*TASK*
Copy each line that includes the string "steam" from the material into your answer.

*DATA EXCERPTS*
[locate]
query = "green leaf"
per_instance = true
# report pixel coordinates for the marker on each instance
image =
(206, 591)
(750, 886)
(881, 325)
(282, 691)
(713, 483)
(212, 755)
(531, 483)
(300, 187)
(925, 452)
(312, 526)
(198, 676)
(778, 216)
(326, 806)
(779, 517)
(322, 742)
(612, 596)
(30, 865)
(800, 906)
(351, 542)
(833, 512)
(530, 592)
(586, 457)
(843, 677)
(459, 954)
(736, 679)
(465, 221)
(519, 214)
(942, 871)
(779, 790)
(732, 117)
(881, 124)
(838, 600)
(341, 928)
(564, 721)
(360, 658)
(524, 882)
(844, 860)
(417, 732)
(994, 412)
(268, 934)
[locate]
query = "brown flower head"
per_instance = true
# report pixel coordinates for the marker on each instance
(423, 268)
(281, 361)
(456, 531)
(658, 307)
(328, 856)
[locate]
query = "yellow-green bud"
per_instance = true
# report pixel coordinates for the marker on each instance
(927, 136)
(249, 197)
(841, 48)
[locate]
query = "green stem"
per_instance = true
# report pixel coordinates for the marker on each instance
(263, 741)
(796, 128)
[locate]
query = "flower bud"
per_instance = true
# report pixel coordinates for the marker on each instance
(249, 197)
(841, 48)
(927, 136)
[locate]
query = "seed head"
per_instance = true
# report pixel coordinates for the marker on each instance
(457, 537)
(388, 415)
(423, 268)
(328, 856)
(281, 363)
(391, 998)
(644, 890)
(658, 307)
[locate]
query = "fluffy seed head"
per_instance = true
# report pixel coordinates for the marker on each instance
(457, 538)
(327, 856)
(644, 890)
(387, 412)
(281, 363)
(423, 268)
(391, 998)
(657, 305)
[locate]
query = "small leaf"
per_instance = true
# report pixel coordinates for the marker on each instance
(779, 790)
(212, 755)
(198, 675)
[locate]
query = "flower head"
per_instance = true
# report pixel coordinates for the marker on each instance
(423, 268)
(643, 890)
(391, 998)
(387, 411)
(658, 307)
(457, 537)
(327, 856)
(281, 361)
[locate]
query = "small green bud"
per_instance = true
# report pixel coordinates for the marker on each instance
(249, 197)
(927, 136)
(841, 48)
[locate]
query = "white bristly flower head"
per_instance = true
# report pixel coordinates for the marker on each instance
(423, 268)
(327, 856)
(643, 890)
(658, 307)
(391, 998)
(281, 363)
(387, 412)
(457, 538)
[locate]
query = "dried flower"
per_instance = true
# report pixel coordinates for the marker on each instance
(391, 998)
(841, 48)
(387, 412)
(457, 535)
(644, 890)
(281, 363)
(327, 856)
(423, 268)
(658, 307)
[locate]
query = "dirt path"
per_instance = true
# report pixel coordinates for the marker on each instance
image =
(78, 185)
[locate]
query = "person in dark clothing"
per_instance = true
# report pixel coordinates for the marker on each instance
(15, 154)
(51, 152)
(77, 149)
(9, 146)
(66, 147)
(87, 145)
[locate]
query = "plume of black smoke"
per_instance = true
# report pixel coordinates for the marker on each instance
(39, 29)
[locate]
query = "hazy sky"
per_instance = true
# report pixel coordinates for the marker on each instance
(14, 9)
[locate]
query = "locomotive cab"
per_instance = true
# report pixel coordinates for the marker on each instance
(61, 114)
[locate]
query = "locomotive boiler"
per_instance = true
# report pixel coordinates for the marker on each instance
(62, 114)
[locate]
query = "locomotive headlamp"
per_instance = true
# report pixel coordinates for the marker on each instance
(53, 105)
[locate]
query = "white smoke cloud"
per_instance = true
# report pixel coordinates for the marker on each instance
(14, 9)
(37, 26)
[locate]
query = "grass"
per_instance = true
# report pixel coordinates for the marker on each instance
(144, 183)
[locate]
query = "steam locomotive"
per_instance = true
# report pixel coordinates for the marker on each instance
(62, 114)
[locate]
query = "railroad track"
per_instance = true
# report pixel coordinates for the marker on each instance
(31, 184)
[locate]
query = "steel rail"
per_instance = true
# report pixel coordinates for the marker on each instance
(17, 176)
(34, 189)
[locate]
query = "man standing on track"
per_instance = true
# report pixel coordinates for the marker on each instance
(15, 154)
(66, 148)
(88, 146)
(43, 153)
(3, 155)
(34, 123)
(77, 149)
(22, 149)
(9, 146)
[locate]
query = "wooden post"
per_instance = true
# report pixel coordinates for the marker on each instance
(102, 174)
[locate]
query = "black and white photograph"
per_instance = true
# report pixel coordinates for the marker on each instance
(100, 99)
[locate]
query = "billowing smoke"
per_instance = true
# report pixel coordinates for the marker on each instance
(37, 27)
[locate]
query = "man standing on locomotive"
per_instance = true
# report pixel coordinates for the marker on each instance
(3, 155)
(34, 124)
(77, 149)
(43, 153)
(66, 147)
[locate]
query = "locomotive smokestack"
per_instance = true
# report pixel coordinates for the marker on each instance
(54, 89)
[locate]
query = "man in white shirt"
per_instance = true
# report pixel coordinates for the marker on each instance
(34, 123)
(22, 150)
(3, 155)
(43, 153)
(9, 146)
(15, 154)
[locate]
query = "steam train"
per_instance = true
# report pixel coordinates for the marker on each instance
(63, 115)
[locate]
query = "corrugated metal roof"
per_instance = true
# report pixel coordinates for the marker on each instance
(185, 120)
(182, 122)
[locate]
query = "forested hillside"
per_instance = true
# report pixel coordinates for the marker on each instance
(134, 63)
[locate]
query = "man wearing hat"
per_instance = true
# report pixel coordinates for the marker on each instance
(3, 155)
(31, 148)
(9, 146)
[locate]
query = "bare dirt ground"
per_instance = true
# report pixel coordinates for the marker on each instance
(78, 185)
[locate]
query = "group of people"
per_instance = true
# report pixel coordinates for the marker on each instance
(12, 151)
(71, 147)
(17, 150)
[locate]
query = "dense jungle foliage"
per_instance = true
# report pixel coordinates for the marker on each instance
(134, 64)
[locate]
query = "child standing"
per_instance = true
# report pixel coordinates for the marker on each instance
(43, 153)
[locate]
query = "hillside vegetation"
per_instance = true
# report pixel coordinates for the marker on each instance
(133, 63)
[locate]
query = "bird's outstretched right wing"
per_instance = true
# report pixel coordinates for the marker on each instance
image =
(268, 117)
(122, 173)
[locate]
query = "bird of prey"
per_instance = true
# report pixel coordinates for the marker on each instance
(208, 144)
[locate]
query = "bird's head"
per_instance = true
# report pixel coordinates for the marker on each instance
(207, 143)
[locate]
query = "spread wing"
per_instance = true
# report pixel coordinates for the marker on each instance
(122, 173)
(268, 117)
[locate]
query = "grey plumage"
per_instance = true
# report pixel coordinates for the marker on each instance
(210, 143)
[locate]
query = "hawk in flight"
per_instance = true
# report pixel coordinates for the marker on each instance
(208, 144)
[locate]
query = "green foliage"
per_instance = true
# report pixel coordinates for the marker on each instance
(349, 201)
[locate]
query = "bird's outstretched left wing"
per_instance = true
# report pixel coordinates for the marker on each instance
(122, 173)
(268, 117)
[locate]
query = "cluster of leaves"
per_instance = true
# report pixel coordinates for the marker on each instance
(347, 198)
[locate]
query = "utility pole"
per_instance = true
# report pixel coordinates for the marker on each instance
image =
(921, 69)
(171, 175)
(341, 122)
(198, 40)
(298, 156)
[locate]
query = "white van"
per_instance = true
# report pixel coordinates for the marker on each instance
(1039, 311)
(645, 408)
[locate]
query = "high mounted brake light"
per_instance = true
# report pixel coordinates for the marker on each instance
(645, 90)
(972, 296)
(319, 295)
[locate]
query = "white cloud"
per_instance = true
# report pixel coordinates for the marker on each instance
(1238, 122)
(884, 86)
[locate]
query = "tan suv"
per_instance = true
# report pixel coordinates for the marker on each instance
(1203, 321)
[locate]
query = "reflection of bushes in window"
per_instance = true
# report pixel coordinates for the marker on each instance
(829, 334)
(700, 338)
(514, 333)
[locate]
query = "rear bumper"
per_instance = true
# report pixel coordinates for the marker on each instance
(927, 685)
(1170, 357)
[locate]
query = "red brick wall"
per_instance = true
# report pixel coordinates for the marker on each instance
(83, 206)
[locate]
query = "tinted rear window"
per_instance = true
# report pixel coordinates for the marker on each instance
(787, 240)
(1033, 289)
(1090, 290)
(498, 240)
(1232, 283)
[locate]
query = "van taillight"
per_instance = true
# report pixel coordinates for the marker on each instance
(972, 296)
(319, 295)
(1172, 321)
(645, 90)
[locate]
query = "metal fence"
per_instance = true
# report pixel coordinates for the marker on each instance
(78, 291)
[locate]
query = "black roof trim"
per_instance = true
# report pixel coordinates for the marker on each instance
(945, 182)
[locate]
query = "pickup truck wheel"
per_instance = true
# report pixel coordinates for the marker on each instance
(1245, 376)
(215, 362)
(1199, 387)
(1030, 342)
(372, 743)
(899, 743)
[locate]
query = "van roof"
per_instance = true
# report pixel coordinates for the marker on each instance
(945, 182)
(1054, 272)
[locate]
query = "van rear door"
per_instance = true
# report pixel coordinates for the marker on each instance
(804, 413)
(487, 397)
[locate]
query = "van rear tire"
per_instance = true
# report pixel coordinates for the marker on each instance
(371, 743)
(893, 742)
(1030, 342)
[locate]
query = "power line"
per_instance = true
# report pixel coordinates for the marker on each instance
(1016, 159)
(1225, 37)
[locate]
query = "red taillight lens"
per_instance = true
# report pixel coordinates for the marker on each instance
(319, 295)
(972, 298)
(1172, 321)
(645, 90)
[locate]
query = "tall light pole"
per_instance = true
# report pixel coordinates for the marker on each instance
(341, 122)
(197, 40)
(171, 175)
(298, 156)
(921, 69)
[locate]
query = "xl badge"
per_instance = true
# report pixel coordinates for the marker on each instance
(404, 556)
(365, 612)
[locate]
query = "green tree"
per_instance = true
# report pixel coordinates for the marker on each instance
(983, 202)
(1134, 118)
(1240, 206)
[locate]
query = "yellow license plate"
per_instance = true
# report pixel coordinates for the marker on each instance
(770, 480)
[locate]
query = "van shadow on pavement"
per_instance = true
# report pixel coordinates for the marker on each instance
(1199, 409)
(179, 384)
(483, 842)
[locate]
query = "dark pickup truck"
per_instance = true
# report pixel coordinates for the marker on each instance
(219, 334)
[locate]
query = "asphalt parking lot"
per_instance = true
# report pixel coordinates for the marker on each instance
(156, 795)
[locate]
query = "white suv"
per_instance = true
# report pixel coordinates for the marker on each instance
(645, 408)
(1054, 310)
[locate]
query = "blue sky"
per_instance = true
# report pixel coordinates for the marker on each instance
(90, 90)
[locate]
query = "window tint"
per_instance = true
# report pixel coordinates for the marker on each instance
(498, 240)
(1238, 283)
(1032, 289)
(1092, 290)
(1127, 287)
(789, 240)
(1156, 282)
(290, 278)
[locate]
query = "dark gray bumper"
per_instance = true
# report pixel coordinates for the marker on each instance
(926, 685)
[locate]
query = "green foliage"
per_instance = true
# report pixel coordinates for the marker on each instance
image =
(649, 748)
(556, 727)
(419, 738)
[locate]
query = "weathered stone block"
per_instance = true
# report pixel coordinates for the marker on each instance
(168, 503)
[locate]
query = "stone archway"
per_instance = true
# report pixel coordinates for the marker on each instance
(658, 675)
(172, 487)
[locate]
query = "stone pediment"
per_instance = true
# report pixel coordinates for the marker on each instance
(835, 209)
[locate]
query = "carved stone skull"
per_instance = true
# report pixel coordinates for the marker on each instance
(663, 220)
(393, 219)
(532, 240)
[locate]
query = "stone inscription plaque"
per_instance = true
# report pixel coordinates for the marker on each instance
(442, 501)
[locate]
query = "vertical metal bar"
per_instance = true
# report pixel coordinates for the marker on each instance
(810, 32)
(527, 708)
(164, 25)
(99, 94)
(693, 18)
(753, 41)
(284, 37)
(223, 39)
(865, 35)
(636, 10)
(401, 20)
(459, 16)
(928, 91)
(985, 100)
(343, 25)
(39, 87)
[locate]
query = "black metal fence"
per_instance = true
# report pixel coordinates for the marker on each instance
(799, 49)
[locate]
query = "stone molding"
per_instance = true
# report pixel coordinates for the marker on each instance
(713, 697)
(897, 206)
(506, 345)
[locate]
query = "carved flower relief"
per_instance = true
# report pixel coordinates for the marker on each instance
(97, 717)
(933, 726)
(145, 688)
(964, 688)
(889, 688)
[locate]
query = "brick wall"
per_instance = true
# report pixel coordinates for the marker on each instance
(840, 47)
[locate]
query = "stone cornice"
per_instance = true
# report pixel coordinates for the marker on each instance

*OUTPUT*
query = "steam locomotive"
query = "steam train"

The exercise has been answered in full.